● **Requirement**
Please reproduce the records word for word, starting at their first line and ending with the line that contains "column 7, row 354".

● **Records shown**
================

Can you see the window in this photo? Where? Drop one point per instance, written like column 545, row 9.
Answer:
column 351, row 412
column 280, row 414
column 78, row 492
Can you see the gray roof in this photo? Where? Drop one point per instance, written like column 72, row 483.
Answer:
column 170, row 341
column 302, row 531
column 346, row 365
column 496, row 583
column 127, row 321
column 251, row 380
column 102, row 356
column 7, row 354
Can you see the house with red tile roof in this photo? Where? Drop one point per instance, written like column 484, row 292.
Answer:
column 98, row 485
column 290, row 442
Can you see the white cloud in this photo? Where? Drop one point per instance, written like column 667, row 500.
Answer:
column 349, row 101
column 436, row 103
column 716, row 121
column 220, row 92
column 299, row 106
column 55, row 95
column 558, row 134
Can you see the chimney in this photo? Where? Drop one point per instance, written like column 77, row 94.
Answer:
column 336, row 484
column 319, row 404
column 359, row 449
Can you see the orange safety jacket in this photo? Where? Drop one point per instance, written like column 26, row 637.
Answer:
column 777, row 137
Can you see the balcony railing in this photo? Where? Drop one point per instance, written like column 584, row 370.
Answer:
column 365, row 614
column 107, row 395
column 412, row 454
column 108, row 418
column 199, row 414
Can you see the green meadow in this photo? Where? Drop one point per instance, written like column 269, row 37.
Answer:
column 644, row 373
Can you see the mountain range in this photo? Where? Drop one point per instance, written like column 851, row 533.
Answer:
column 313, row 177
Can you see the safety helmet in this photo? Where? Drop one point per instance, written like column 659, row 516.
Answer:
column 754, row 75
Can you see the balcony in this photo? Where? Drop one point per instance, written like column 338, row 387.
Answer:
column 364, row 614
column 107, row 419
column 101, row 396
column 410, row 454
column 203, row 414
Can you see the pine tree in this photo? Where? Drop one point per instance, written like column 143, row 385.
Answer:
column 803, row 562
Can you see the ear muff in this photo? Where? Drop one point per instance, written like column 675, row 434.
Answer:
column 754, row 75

================

● **Written solution**
Can you see the window in this photo? Where? Drop one point per instance, written like column 545, row 9.
Answer:
column 351, row 412
column 280, row 414
column 78, row 492
Can you see the gray roof in this photo? Where? Drop one point per instance, written like column 72, row 483.
Answer:
column 170, row 341
column 302, row 531
column 346, row 365
column 496, row 583
column 127, row 321
column 251, row 380
column 102, row 356
column 7, row 354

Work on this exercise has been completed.